◆ Stated exercise
Copy everything from the line containing "Q: Tag each instance of the exposed" down to the end of the records below, requests included, and shift each coordinate in the answers by adding 42 to it.

··· Dataset entries

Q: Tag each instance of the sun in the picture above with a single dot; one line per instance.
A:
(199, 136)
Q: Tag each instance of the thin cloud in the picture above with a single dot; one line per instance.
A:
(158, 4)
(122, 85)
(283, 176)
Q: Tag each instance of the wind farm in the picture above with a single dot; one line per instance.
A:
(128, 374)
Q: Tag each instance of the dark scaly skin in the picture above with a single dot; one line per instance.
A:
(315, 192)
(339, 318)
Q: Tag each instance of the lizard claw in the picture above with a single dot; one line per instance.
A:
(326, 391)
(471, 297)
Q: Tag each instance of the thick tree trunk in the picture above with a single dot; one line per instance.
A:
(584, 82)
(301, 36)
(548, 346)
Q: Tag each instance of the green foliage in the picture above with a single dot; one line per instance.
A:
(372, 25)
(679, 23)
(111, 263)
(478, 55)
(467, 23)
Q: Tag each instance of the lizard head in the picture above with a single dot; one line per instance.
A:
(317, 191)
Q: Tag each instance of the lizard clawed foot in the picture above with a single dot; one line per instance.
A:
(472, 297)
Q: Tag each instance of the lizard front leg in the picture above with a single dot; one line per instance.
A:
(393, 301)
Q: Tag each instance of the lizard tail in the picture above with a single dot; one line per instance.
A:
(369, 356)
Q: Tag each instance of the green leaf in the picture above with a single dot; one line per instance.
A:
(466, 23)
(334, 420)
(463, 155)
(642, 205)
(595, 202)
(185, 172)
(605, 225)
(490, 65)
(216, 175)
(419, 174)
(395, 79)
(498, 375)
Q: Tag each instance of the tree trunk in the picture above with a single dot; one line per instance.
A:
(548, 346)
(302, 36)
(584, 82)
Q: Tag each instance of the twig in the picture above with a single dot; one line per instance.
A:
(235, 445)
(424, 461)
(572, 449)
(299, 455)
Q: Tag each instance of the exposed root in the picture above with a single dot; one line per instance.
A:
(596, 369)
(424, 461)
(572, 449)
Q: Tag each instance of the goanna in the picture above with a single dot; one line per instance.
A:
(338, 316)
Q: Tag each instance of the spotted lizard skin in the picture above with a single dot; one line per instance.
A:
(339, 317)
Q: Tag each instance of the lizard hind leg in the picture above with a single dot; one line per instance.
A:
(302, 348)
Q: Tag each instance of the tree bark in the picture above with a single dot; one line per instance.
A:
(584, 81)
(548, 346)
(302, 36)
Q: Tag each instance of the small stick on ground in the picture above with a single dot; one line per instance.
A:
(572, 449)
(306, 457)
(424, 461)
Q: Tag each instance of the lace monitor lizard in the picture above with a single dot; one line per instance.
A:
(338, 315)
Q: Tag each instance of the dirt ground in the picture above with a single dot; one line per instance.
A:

······

◆ Response to this task
Q: Tag each instance of the exposed root in the picture above with a single dot; one line per instance.
A:
(638, 411)
(466, 503)
(614, 491)
Q: Tag each instance of the goanna in the picture above with a single dot; one line per instance.
A:
(380, 358)
Q: Tag each instance of the spotted lizard skin in the picture above with a single dot; one line per instance.
A:
(381, 359)
Q: Tag each instance of the lizard hind leg in the picture above with a single dot; one line per instance.
A:
(344, 390)
Q: Tag each instance of the tree bark in the picture above with a single dot; one line per instance.
A:
(626, 123)
(590, 388)
(344, 78)
Q: Tag each instance of the small stick on ground in the picture above with a single dot; one line per instance.
A:
(614, 491)
(348, 499)
(466, 503)
Q: Tag each instance of the lace monitor lizard in the picture above with a single dot; one line per instance.
A:
(380, 357)
Q: Tag each instance of the dirt ground in the picture above with a single dot; one line per instance.
A:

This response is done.